◆ PASSAGE TO READ:
Monday, April 20, 2009

Day 344

the trio of johnsons dropped me off at the ferry terminal in downtown victoria this morning. i am leaving the island. after pulling my cash from my canadian bank account i hopped on the ferry headed south for port angeles, washington, with no real way to get to where i needed to be after that. today was also my official leaving of canada and i turned in my work permit documentation upon boarding. i no longer belong here.

i was ready to test faith again today. maybe not test it, but i was ready to put faith in the forefront of my limited perspective and therefore be ready for anything to be revealed. this morning i was getting on a ferry in victoria, bc, bound for the olympic peninsula with no idea how to cover the additional 82 miles to port orchard, washington, where my friend parker's mom could pick me up. the 10 a.m. sun was bright and warm and i had my backpack and a yellow rolling duffle bag. all these things greatly excited me.

A block of data:
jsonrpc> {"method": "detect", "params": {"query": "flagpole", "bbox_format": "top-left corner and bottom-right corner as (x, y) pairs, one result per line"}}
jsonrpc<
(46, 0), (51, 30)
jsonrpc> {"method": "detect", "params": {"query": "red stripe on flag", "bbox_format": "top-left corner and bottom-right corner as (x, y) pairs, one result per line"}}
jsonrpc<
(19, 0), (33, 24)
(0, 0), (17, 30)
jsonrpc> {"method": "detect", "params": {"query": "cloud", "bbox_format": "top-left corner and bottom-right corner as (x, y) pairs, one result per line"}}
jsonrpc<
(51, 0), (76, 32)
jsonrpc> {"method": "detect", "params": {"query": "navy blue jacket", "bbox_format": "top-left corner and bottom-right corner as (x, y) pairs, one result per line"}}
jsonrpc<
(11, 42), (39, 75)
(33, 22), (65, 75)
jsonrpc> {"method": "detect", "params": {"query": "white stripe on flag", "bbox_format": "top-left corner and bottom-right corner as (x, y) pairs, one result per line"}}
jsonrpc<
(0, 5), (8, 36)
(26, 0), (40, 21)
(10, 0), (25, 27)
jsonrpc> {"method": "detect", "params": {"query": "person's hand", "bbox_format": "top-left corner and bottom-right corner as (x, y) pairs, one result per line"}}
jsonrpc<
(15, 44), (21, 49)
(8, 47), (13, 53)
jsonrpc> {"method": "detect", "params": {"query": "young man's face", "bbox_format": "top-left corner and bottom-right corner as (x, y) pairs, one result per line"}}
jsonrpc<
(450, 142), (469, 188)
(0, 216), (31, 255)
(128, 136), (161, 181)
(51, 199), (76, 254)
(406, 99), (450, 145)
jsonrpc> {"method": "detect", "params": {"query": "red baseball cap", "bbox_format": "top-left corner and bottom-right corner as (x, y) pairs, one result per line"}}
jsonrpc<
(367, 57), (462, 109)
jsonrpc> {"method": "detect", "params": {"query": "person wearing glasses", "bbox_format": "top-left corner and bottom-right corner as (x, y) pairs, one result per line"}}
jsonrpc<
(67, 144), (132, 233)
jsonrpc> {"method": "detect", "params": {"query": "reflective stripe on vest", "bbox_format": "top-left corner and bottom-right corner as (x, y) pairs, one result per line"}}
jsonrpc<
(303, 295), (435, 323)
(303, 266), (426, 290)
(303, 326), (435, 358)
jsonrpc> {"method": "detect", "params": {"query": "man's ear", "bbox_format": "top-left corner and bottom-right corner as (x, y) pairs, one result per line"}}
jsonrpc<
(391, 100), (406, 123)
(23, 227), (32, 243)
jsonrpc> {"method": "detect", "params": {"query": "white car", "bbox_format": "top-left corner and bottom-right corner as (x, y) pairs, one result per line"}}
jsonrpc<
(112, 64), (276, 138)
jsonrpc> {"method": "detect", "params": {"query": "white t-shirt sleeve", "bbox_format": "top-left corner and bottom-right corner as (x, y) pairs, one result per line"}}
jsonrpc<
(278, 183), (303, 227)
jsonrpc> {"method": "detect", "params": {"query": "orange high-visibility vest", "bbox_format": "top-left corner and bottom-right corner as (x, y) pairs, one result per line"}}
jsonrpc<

◆ WORK INSTRUCTIONS: In the journal entry about leaving Canada, translate this sentence into Spanish: "the 10 a.m. sun was bright and warm and i had my backpack and a yellow rolling duffle bag."

◆ SOLUTION TO THIS EXERCISE: El sol de las 10 a. m. era brillante y cálido, y yo tenía mi mochila y una bolsa de lona amarilla con ruedas.